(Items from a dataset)
·····
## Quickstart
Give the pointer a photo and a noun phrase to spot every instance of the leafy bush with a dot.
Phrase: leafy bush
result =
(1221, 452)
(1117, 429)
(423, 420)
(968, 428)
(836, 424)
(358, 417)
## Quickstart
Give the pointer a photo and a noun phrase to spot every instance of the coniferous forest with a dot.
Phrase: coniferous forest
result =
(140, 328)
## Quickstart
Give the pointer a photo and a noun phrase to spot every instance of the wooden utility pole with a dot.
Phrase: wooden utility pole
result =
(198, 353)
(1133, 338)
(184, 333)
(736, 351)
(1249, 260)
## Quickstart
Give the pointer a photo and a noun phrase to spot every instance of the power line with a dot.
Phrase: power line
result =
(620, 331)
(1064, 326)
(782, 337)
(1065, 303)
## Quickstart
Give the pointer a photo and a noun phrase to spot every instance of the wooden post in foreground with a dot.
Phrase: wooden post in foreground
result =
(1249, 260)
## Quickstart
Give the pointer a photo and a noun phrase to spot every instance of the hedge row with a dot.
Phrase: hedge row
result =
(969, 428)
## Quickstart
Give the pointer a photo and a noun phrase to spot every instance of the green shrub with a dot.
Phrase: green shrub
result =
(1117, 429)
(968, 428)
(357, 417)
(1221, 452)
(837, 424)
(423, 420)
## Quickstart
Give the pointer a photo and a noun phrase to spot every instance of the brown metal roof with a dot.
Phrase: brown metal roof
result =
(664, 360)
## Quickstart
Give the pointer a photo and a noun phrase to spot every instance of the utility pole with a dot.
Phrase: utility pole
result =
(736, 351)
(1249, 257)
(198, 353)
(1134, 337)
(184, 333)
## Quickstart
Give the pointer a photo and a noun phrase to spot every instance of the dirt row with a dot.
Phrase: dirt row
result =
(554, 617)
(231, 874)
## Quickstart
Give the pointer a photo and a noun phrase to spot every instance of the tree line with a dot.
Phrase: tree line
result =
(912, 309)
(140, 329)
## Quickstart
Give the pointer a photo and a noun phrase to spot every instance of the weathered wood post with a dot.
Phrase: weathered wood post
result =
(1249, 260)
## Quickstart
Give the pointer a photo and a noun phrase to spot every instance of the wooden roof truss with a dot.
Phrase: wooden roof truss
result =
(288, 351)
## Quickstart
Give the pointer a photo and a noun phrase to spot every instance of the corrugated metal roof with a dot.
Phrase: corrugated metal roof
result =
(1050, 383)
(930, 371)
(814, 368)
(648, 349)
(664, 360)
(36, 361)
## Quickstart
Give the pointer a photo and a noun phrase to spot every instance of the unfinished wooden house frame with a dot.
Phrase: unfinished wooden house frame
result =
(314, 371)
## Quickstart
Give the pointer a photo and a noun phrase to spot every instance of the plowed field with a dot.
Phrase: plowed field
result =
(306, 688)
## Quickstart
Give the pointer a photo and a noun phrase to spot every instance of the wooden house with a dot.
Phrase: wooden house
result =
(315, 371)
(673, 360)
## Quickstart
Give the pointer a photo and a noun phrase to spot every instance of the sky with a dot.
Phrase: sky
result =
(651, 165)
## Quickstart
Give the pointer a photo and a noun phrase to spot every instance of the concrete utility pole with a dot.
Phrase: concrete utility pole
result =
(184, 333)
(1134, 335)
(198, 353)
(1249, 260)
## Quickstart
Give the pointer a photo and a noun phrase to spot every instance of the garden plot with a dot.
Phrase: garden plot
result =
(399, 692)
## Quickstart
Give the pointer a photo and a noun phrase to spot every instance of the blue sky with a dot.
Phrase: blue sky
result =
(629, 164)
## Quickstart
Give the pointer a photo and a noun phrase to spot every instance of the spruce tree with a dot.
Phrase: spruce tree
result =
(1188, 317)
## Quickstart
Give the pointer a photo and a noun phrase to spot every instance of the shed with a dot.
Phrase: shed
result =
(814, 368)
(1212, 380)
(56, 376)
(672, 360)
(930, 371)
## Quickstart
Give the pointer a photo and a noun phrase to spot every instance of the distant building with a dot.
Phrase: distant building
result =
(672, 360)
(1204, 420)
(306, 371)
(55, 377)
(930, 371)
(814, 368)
·····
■ What is required:
Report every line of the records that contains the string "field", with case counting.

■ Worked solution:
Give the pointer a photo and a noun phrase to spot every instance of the plowed field with a dot.
Phrase: plowed field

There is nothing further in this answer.